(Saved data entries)
---*---

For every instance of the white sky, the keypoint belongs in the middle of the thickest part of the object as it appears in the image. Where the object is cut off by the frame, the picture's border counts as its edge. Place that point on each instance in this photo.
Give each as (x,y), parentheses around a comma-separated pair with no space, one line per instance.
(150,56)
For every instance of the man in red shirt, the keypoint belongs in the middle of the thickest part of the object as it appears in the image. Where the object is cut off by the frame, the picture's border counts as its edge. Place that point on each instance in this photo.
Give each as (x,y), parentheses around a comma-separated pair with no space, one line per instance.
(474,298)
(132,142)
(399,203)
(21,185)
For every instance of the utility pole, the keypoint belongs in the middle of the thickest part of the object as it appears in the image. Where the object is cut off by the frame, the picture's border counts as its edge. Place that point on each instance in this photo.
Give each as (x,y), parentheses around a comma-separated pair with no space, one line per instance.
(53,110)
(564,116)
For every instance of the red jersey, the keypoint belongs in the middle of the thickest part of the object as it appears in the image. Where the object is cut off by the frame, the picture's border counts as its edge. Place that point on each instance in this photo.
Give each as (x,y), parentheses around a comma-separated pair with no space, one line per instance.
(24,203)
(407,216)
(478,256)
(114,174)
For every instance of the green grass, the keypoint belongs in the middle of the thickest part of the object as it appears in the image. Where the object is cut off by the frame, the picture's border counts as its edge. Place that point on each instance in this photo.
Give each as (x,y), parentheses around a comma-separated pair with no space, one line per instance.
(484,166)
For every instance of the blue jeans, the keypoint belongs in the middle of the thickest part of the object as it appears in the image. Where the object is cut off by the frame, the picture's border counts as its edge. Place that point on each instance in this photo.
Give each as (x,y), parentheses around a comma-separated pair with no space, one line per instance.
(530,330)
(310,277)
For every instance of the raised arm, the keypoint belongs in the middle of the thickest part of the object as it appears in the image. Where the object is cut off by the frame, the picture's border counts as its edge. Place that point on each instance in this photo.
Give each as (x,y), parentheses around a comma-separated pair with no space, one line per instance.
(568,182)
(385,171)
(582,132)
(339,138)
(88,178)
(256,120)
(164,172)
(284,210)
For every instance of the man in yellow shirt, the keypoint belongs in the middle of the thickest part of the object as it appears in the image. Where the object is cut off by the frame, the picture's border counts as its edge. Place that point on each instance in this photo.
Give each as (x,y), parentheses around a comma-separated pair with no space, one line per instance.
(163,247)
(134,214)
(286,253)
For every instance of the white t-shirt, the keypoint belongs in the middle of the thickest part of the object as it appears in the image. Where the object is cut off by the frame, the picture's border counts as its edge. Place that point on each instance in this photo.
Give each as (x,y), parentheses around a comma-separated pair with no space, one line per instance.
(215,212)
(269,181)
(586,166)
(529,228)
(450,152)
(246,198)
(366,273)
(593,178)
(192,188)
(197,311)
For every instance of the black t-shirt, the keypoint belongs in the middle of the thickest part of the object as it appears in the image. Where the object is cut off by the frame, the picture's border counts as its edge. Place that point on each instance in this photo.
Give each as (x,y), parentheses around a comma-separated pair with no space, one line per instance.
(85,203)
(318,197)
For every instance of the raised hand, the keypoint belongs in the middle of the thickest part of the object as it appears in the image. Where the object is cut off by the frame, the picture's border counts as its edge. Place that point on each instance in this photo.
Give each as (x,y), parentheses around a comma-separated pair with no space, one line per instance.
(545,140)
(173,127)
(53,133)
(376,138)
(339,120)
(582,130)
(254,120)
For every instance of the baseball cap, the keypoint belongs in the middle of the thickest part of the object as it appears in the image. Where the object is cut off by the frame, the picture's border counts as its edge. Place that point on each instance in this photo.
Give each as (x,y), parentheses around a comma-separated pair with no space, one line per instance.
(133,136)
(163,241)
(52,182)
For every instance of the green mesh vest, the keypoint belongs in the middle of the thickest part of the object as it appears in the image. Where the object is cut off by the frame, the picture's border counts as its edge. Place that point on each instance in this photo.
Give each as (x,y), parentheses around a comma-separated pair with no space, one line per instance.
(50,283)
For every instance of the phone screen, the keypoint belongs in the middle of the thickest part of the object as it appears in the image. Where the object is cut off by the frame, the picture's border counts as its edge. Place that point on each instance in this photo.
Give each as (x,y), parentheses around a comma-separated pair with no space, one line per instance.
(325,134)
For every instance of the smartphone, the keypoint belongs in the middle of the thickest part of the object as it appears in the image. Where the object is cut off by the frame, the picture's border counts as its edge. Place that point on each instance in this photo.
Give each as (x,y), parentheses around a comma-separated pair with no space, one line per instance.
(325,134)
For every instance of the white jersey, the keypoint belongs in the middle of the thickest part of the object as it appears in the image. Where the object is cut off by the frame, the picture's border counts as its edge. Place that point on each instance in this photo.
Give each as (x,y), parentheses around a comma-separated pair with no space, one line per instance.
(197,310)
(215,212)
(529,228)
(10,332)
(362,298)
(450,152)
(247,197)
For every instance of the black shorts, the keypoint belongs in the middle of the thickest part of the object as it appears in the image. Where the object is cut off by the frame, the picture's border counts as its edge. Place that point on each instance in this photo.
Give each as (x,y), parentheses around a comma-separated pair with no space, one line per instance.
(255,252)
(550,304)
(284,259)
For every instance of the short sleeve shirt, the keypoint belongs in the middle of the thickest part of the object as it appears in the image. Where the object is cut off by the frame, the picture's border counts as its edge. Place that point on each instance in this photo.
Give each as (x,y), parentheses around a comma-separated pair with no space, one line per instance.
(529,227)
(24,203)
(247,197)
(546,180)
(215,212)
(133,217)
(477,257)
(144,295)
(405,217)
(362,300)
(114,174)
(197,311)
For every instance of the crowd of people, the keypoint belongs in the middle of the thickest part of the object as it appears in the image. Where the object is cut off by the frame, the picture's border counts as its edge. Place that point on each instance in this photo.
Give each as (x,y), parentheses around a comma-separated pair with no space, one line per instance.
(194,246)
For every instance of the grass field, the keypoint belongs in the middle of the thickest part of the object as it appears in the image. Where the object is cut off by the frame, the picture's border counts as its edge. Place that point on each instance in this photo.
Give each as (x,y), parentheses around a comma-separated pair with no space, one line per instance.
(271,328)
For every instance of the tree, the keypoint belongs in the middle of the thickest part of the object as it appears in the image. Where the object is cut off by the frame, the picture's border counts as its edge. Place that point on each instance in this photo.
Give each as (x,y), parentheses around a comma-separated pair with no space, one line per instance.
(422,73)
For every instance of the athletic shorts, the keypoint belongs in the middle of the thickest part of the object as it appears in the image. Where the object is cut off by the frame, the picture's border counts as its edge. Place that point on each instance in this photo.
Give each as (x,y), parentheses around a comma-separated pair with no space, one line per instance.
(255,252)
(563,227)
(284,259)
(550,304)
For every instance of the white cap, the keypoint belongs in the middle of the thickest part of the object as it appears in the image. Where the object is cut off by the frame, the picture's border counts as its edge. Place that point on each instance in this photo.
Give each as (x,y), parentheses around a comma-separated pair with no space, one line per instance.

---*---

TASK DESCRIPTION:
Convert every line of the records above into a JSON list of strings, with one string per line and blank lines omitted.

RIGHT ANSWER:
[
  "For every instance of the white sky, the keypoint belongs in the middle of the thickest part of the object as it appears in the image. Where the object is cut off by the frame, the picture's border counts as its edge. Place that point on each instance in this photo.",
  "Give each as (x,y), parentheses around a comma-separated pair with no space, one line per instance.",
  "(150,56)",
  "For every instance of the man in red shirt, the keypoint belongs in the middle of the thickest part of the object as it appears in the image. Where the object is cut off by the frame, the picture's border counts as its edge. Place that point on each instance in this photo.",
  "Give each as (x,y), parentheses around a comma-separated pair with no space, one line per instance.",
  "(474,298)",
  "(132,142)",
  "(399,203)",
  "(21,185)",
  "For every instance of the utility pole, the keypoint belongs in the middle of the thickest part of the object as it appears in the image. Where the object is cut off by the frame, the picture's border counts as its edge. Place that point on each instance in this photo.",
  "Give each as (x,y), parentheses around a comma-separated pair with no space, one line per instance.",
  "(53,110)",
  "(564,116)",
  "For every instance of the red jersey, the keypoint belongs in the middle of the thickest part of the object as it appears in the image. Where the object is cut off by the frame, the picture's border counts as its edge. Place that point on each instance in this photo.",
  "Give each as (x,y), parentheses around a comma-separated pair with no space, one line per instance.",
  "(24,203)",
  "(407,216)",
  "(478,256)",
  "(114,174)",
  "For every instance of the green grass, the keypoint belongs in the middle of the thickest part of the object as it appears in the image. Where the object is cut off by the frame, the picture's border counts as its edge. Place that point on each instance in this photo.",
  "Give each as (x,y), parentheses around a comma-separated pair with no space, one line per instance.",
  "(484,166)",
  "For every instance of the blue jeans, the keypoint belongs in the middle of the thickest part of the object as it appears in the image. Where the object is cut off by the frame, the picture's border counts as its edge. Place that point on each instance in this photo.",
  "Give each as (x,y), parentheses around a comma-separated pair with no space, one line per instance.",
  "(530,330)",
  "(310,277)",
  "For every instance of the raised arm, the keypoint belongs in the middle of the thickest part of the object as it appears in the image. Where the object is cut off by the frame, the picture's border counts as its edge. Place that point on each instance in this photo.",
  "Give each as (x,y), parentheses around a comma-separated pair with no space, one line per instance.",
  "(568,182)",
  "(385,171)",
  "(582,132)",
  "(339,138)",
  "(88,178)",
  "(256,120)",
  "(164,172)",
  "(284,210)",
  "For every instance of the man in yellow shirt, the keypoint belongs in the middle of the thickest part of the object as it appears in the image. Where the object is cut off by the frame, the picture's border counts as its edge. Place that point on each instance in this photo.",
  "Give each as (x,y), parentheses around a comma-separated pair with no space, one line per instance.",
  "(163,247)",
  "(134,214)",
  "(286,253)",
  "For every instance of the white t-shirt, the keypoint belongs in the middle of the thickest part of the object as it appears in the image. Where the object is cut off by the frame, the picture's border counts as its edge. Place that point on each instance in this photo.",
  "Give each as (x,y), parentheses around a comma-separated pair with no space, one line per instance.",
  "(215,212)",
  "(269,181)",
  "(586,166)",
  "(529,228)",
  "(450,152)",
  "(246,198)",
  "(366,273)",
  "(593,178)",
  "(192,188)",
  "(197,311)",
  "For every instance of the black t-shirt, the keypoint belongs in the middle of the thickest part of the object as it appears in the image. Where the object is cut off by the frame, the picture's border counts as its edge. Place that point on each instance in this photo.",
  "Give each as (x,y), parentheses around a comma-separated pair with no space, one line per instance.",
  "(85,203)",
  "(318,197)",
  "For every instance of the raised hand, the keypoint belongs in the middle of the thickest part of the object as it appears in the image. Where the object is cut off by the frame, the picture's border counts as its edge. Place that point on each instance in this photo.",
  "Give each as (x,y), parentheses around a comma-separated pair with no space, one line per instance.",
  "(545,140)",
  "(173,127)",
  "(53,133)",
  "(376,138)",
  "(339,120)",
  "(582,130)",
  "(254,120)",
  "For every instance of the baseball cap, the keypoint belongs in the middle of the thickest part of the object as it appears in the image. Where the object is cut off by the frame, the picture's border counts as its edge. Place that point on each instance in this photo.",
  "Give each as (x,y), parentheses around a comma-separated pair with no space, one line per instance.",
  "(133,136)",
  "(163,241)",
  "(52,182)",
  "For every instance of the green mesh vest, the keypoint belongs in the middle of the thickest part of the object as it appears in the image. Where the object is cut off by the frame, the picture's border counts as its edge. Place that point on each instance in this photo.",
  "Give each as (x,y), parentheses around a comma-separated pair with no space, one line per instance.",
  "(50,283)",
  "For every instance of the phone screen, the keypoint belongs in the middle of the thickest part of the object as it appears in the image. Where the object is cut off by the frame, the picture's border counts as its edge. Place that point on each instance in this photo.",
  "Give each as (x,y), parentheses around a comma-separated pair with no space, one line per instance.",
  "(325,134)",
  "For every instance of the smartphone, the keypoint belongs in the middle of the thickest part of the object as it appears in the image. Where the object is cut off by the frame, the picture's border counts as its edge. Place that point on each instance in this photo.",
  "Give each as (x,y), parentheses around a comma-separated pair with no space, one line per instance.",
  "(325,134)",
  "For every instance of the white jersey, the keypoint belongs in the middle of the thickest part of the object as it appears in the image. Where the object is cut off by the frame, the picture's border counts as its edge. Place that point on each instance in this photo.",
  "Give each as (x,y), parentheses around a comma-separated pair with no space, one line per instance.",
  "(197,310)",
  "(215,212)",
  "(529,228)",
  "(10,332)",
  "(362,298)",
  "(450,152)",
  "(247,197)",
  "For every instance of the black shorts, the keypoint belongs in the middle of the thickest part of the object as it appears in the image. Where the object is cut off by the frame, the picture's border counts as its edge. Place that point on each instance in this photo.",
  "Give each as (x,y), parentheses around a comma-separated pair with no space, one line per instance.",
  "(255,252)",
  "(550,304)",
  "(284,259)",
  "For every instance of the short sleeve shirt, the keypoint belongs in the middle of the thickest part of the object as it appears in the image. Where the object is cut off by the frame, the picture's border counts as its edge. Place that point on each instance in this photo.",
  "Give each as (x,y), parentheses around a comma-separated pair with no space, one line per instance.",
  "(529,227)",
  "(24,203)",
  "(247,197)",
  "(546,180)",
  "(215,212)",
  "(133,217)",
  "(477,257)",
  "(144,295)",
  "(405,217)",
  "(362,300)",
  "(114,174)",
  "(197,311)",
  "For every instance of the crowd of people, the keypoint belongs in the middle of the thickest part of the object as it appears in the image. Where the object is cut off by the frame, the picture's border counts as its edge. Place that point on each instance in this photo.",
  "Give each as (x,y), parentheses around a comma-separated pair with no space, one line per instance.",
  "(194,246)",
  "For every instance of the grass field, the keypoint belongs in the middle of the thickest part of the object as it appears in the image. Where the object is cut off by the frame, the picture's border counts as its edge. Place that point on each instance in this photo.",
  "Give each as (x,y), parentheses around a comma-separated pair with no space, one line per instance.",
  "(271,328)",
  "For every instance of the tree, the keypoint belongs in the middle of the thickest part of the object as it appears in the image. Where the object is cut off by the frame, the picture's border counts as its edge. Place that point on each instance in this photo.",
  "Give each as (x,y), parentheses around a comma-separated pair with no space, one line per instance.",
  "(422,73)",
  "For every instance of the athletic shorts, the keypoint belongs in the middle of the thickest part of the object as it appears in the image. Where the object is cut off by the frame, the picture's border counts as its edge. Place that point on each instance in this photo.",
  "Give each as (x,y), parentheses around a comma-separated pair with no space, one line per instance.",
  "(255,252)",
  "(563,227)",
  "(284,259)",
  "(550,304)",
  "For every instance of the white cap, the keypoint belongs in the middle of the thickest part of the object as it appears in the image. Where the object is cut off by the frame, the picture's border counts as its edge. Place that point on each instance in this photo.",
  "Give each as (x,y), parentheses around a comma-separated pair with no space, one line per instance."
]